Beneath this instruction is a listing. Transcribe from it only the stretch from the line with "Give the innermost point of each instance of the pile" through the line with "Give the innermost point of each instance of the dried", both end lines included, exactly as written.
*** Given records Section Begins ***
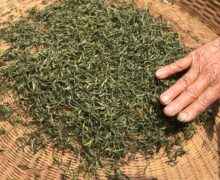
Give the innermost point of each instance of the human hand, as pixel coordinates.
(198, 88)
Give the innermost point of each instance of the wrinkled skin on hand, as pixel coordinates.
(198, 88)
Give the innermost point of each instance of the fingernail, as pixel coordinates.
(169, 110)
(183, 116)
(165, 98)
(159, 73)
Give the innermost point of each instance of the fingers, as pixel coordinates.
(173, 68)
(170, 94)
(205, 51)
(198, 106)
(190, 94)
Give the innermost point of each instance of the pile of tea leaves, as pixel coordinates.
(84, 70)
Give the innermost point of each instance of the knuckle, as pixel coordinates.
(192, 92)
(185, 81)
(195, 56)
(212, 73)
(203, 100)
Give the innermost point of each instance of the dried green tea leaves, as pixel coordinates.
*** Given records Section Ends ***
*** Given records Section Begins ***
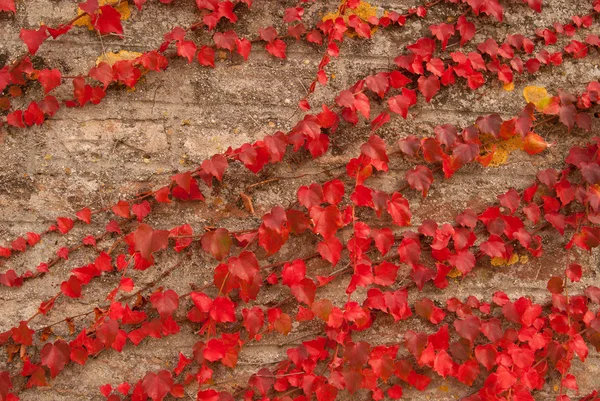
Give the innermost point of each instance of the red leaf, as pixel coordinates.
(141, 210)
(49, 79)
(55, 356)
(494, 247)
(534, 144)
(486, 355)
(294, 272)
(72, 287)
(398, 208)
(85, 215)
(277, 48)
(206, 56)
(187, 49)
*** Given records Section Ends ***
> **Answer below**
Give the innermost point of each instance of the pile of tea leaves, as pixel coordinates.
(84, 70)
Give the innermost point of each instance of the knuckle, as pixel coordinates.
(192, 92)
(185, 81)
(195, 56)
(212, 73)
(203, 100)
Give the innermost point of each instance of the dried green tea leaves, as pixel coordinates.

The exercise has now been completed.